▸ **Required work**
Write out nothing but the lines from the one containing "the green and" through the last line below, both included, and without the pictures.

▸ **Material supplied**
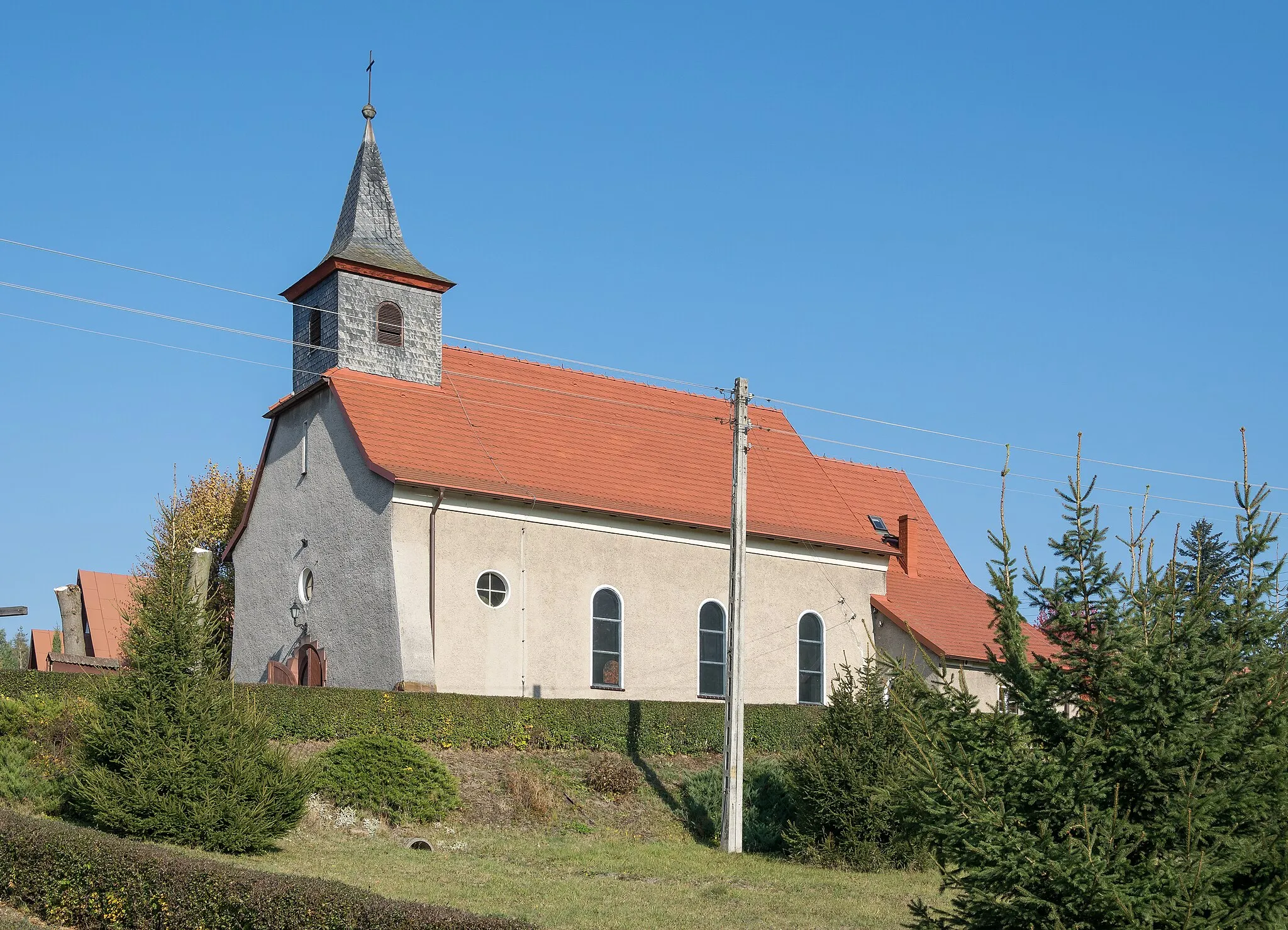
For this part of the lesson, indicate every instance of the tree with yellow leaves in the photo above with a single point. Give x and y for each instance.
(206, 514)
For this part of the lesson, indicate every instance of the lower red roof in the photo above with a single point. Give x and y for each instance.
(106, 598)
(941, 608)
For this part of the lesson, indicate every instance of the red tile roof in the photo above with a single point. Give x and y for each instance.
(536, 432)
(106, 597)
(940, 607)
(42, 645)
(562, 437)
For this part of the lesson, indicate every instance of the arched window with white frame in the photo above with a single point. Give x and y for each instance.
(606, 647)
(809, 663)
(711, 650)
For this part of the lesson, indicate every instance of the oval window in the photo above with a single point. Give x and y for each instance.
(492, 589)
(389, 324)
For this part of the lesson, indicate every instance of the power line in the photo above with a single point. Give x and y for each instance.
(309, 346)
(980, 468)
(594, 365)
(147, 341)
(350, 316)
(514, 384)
(995, 443)
(284, 367)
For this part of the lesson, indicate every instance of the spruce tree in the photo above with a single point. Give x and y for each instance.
(1144, 781)
(170, 755)
(1208, 560)
(849, 783)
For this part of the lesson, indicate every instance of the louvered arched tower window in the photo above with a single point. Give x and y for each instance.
(389, 324)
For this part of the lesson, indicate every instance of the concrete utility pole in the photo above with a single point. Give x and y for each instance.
(74, 625)
(199, 577)
(731, 825)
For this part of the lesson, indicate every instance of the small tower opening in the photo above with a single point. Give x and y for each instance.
(389, 324)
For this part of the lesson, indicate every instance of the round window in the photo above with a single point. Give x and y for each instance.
(492, 589)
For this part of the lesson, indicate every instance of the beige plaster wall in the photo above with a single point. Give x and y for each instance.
(541, 634)
(410, 535)
(893, 641)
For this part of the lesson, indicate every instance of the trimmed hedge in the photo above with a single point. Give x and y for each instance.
(80, 878)
(631, 727)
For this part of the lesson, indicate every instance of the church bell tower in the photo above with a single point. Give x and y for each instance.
(370, 306)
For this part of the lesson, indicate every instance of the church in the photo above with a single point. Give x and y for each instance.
(435, 518)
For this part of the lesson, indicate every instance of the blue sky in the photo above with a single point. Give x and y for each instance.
(1010, 222)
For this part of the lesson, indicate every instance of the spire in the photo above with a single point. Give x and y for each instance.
(367, 230)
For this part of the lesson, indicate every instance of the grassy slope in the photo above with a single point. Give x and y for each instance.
(570, 880)
(635, 867)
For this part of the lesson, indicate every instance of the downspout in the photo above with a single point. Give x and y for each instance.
(433, 587)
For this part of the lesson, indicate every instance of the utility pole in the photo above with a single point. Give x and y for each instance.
(731, 825)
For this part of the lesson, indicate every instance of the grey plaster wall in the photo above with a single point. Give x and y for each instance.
(419, 358)
(892, 641)
(541, 634)
(343, 509)
(311, 362)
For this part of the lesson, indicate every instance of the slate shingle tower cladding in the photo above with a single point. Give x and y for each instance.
(369, 266)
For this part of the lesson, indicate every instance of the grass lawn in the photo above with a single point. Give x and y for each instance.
(584, 860)
(564, 879)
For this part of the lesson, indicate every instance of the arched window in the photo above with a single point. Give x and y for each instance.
(811, 658)
(711, 650)
(389, 324)
(606, 648)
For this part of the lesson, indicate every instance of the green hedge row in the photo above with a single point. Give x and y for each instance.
(643, 727)
(80, 878)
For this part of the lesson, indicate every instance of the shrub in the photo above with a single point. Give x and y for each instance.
(765, 805)
(387, 776)
(23, 781)
(80, 878)
(531, 790)
(484, 721)
(170, 755)
(848, 785)
(613, 776)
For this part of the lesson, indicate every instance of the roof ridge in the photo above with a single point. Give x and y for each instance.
(857, 464)
(594, 374)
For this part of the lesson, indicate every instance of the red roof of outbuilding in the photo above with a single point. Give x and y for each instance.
(941, 607)
(106, 597)
(42, 645)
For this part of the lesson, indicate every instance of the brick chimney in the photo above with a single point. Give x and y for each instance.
(909, 545)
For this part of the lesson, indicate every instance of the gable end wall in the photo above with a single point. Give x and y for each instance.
(343, 509)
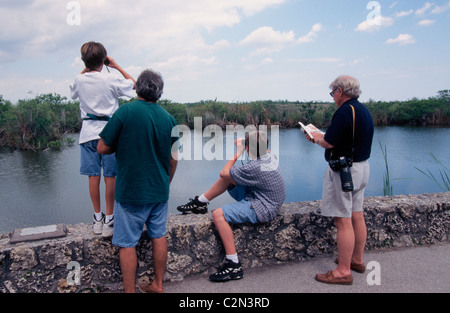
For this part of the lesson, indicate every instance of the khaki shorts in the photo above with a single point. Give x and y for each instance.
(337, 203)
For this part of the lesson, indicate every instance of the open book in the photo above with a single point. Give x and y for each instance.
(309, 129)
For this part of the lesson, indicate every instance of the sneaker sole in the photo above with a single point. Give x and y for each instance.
(227, 278)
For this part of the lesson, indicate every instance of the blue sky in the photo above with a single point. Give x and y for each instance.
(232, 50)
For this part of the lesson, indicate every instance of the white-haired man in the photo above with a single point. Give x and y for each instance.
(347, 144)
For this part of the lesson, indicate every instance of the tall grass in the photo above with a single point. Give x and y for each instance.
(387, 185)
(442, 180)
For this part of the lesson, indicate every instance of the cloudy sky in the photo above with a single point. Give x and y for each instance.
(232, 50)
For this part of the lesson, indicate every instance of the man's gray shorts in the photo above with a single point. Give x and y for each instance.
(337, 203)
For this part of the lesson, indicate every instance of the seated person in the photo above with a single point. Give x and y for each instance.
(259, 188)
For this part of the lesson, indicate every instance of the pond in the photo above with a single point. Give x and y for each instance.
(42, 188)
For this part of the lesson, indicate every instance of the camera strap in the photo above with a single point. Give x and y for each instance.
(353, 138)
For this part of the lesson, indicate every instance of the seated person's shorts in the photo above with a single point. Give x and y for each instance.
(241, 211)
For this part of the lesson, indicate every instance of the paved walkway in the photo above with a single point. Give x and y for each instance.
(402, 270)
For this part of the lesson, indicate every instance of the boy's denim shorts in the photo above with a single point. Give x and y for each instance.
(129, 221)
(92, 162)
(239, 212)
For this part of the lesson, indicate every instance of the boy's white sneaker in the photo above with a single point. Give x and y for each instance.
(97, 226)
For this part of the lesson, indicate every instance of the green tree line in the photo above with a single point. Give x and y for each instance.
(42, 122)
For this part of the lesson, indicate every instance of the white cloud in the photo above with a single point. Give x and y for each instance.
(369, 26)
(267, 40)
(426, 22)
(404, 13)
(266, 35)
(312, 35)
(424, 9)
(441, 9)
(402, 39)
(37, 28)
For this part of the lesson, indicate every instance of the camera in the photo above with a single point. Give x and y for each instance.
(343, 165)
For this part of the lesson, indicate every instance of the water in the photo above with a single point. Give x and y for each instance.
(41, 188)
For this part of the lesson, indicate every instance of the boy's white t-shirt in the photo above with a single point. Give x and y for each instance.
(98, 94)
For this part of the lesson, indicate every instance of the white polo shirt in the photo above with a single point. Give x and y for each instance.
(98, 94)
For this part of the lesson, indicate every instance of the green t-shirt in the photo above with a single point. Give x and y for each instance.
(141, 133)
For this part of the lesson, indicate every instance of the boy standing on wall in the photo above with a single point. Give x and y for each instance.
(98, 94)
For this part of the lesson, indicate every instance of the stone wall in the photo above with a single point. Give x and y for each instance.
(299, 233)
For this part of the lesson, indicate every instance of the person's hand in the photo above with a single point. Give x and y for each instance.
(240, 145)
(316, 136)
(112, 63)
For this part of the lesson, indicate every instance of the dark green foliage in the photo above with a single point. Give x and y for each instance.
(41, 122)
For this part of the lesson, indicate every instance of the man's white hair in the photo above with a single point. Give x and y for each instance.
(349, 85)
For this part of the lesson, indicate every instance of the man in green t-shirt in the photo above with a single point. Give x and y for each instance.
(140, 133)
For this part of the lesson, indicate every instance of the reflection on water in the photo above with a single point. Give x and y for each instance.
(41, 188)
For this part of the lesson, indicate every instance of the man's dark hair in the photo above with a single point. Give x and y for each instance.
(149, 86)
(93, 55)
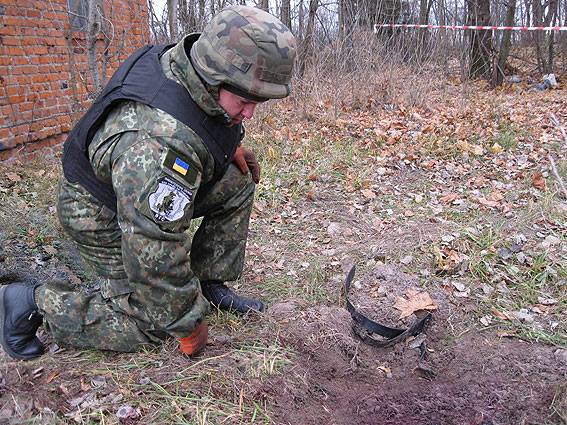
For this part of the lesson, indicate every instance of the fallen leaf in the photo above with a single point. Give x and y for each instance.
(487, 203)
(539, 181)
(415, 301)
(496, 148)
(448, 198)
(13, 177)
(52, 376)
(501, 315)
(50, 250)
(368, 194)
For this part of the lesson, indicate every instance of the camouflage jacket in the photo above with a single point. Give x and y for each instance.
(135, 150)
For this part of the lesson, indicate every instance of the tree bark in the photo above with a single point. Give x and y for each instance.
(307, 45)
(172, 18)
(498, 75)
(285, 14)
(265, 4)
(480, 41)
(544, 42)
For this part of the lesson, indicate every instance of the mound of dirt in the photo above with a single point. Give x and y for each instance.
(472, 378)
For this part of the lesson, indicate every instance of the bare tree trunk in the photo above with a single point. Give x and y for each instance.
(301, 20)
(424, 10)
(264, 4)
(201, 13)
(480, 41)
(172, 17)
(286, 13)
(498, 74)
(307, 45)
(94, 27)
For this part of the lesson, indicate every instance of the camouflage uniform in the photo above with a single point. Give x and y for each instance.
(149, 269)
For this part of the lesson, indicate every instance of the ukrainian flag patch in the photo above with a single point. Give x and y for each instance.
(180, 166)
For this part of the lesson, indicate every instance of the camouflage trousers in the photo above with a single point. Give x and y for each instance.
(108, 314)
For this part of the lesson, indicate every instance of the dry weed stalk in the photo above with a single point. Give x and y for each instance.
(369, 71)
(557, 124)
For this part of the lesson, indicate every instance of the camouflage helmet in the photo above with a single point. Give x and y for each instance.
(248, 49)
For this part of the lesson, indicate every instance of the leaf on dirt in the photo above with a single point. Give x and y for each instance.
(416, 301)
(487, 202)
(52, 376)
(448, 198)
(538, 181)
(501, 315)
(547, 301)
(447, 260)
(496, 148)
(334, 229)
(406, 260)
(368, 194)
(127, 412)
(13, 177)
(459, 286)
(50, 250)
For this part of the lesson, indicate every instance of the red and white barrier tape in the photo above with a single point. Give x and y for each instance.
(469, 27)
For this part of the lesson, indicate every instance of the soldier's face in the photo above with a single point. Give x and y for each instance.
(237, 107)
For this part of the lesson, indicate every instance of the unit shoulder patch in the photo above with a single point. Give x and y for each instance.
(167, 203)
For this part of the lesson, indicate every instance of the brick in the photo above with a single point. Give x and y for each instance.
(33, 13)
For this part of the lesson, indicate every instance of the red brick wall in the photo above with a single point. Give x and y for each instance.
(44, 77)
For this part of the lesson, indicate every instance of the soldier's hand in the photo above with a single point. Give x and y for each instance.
(246, 161)
(195, 342)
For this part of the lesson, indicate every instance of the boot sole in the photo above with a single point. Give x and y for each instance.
(5, 346)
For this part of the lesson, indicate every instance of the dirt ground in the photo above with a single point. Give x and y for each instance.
(476, 223)
(465, 376)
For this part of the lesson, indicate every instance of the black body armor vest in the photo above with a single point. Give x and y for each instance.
(140, 78)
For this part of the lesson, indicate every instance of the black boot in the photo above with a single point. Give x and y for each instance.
(221, 296)
(19, 320)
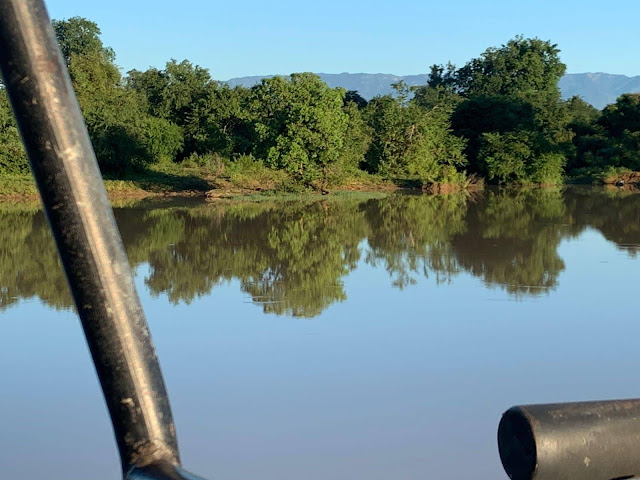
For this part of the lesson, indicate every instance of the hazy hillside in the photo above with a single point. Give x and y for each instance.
(599, 89)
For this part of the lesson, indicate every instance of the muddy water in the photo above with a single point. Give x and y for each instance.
(345, 338)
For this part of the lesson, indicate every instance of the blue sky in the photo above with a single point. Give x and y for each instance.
(235, 39)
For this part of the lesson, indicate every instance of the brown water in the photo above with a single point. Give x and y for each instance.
(336, 338)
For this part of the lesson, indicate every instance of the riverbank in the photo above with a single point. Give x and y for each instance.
(201, 182)
(169, 181)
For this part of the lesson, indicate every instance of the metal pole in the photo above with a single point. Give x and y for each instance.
(571, 441)
(80, 216)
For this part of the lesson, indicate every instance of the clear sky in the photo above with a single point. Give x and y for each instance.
(240, 38)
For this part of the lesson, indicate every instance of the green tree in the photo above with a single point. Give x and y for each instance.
(124, 136)
(512, 104)
(299, 125)
(13, 158)
(410, 141)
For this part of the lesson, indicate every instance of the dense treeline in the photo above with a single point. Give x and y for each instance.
(293, 257)
(500, 117)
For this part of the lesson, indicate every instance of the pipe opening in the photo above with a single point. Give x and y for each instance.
(517, 445)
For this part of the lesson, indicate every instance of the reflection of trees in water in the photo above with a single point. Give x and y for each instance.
(512, 238)
(412, 234)
(292, 257)
(614, 212)
(29, 264)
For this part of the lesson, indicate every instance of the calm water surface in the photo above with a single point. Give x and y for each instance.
(375, 339)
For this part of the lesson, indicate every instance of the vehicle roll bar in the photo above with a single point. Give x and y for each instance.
(89, 243)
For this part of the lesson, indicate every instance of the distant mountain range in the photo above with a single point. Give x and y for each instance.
(599, 89)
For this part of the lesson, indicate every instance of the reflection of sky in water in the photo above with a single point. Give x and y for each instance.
(390, 384)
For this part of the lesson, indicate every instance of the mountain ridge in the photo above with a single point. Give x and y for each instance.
(597, 88)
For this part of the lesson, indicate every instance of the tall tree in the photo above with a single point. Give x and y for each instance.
(300, 125)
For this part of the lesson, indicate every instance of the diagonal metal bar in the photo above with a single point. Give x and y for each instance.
(80, 216)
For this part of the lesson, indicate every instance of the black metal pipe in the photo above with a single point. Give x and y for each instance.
(571, 441)
(80, 216)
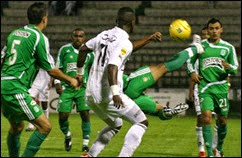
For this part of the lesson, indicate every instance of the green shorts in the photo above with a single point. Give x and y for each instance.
(19, 107)
(219, 103)
(146, 104)
(70, 95)
(139, 81)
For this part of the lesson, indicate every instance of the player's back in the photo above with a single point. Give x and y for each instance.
(20, 60)
(107, 47)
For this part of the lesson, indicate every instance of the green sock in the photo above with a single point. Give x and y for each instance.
(34, 143)
(86, 129)
(222, 132)
(208, 138)
(13, 144)
(178, 60)
(64, 126)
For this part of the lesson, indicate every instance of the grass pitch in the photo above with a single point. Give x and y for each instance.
(172, 138)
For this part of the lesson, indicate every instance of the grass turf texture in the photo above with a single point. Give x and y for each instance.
(172, 138)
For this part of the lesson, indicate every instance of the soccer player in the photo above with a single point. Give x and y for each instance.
(104, 88)
(214, 66)
(66, 61)
(27, 48)
(40, 91)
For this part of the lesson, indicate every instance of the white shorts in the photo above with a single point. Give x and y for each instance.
(109, 113)
(40, 89)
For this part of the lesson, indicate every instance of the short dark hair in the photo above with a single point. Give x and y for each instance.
(36, 12)
(213, 20)
(125, 16)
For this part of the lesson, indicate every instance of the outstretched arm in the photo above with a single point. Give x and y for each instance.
(157, 36)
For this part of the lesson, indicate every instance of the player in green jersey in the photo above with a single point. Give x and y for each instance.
(215, 64)
(27, 49)
(66, 61)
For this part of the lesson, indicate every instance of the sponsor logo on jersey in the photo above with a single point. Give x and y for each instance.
(145, 79)
(212, 62)
(71, 67)
(22, 33)
(33, 102)
(223, 52)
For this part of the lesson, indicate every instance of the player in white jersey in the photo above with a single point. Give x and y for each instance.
(40, 91)
(104, 88)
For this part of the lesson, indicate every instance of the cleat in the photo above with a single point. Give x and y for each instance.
(176, 110)
(30, 128)
(218, 153)
(68, 142)
(202, 154)
(85, 155)
(85, 149)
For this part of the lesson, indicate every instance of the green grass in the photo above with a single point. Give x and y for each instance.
(173, 138)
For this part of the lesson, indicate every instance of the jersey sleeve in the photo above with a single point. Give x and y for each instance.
(233, 61)
(3, 52)
(44, 59)
(59, 60)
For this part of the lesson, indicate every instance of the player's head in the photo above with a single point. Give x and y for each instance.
(204, 33)
(78, 37)
(215, 28)
(37, 14)
(126, 18)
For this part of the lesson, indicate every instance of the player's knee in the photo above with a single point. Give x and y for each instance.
(145, 122)
(18, 128)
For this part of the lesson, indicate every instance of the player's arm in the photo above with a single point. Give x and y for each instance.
(46, 62)
(112, 79)
(81, 61)
(157, 36)
(231, 66)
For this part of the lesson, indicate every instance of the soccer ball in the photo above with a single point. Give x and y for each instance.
(180, 30)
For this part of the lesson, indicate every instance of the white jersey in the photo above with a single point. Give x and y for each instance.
(110, 47)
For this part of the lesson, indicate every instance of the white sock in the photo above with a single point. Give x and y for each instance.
(46, 112)
(215, 137)
(200, 140)
(103, 138)
(132, 140)
(85, 142)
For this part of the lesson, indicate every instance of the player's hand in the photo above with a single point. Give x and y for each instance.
(80, 80)
(157, 36)
(74, 83)
(118, 103)
(58, 88)
(196, 77)
(225, 65)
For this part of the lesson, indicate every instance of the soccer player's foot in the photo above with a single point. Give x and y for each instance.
(85, 155)
(85, 149)
(30, 127)
(68, 142)
(202, 154)
(176, 110)
(218, 153)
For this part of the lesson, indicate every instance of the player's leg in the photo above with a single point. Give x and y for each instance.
(83, 108)
(139, 122)
(27, 109)
(207, 106)
(198, 129)
(138, 81)
(64, 108)
(221, 109)
(13, 138)
(107, 133)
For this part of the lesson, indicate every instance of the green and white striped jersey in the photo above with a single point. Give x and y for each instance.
(27, 50)
(67, 60)
(210, 66)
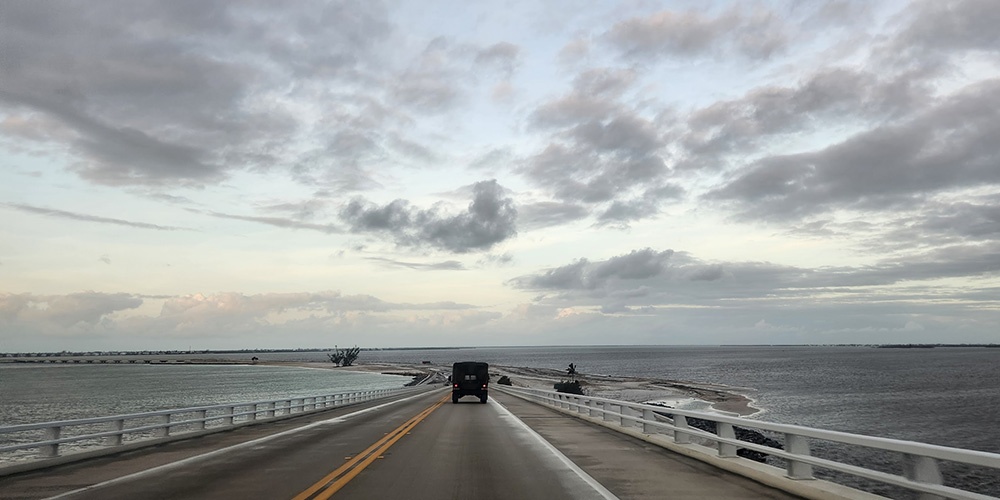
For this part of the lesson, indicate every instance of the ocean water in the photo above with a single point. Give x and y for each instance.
(33, 393)
(945, 396)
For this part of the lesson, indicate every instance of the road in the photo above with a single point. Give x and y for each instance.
(422, 447)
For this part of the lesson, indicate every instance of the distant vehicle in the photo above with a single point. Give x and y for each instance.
(470, 378)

▸ **Written solution**
For this part of the lesson, indicate every instance of the green and white striped jersey in the photo above with a single point. Give x and y for each instance.
(27, 50)
(67, 60)
(210, 66)
For this part of the lesson, indicate every instance of the ocean water in the photo above with a single point. Give x and y for each instance.
(33, 393)
(945, 396)
For this part of the lesson, indicate every instance of the road in the photo above with a single point. Give x and y for each instance.
(422, 447)
For this part of the lesson, indicate every instance of the distant vehicle in the photo above with a single point. Give x and y for each instance.
(470, 378)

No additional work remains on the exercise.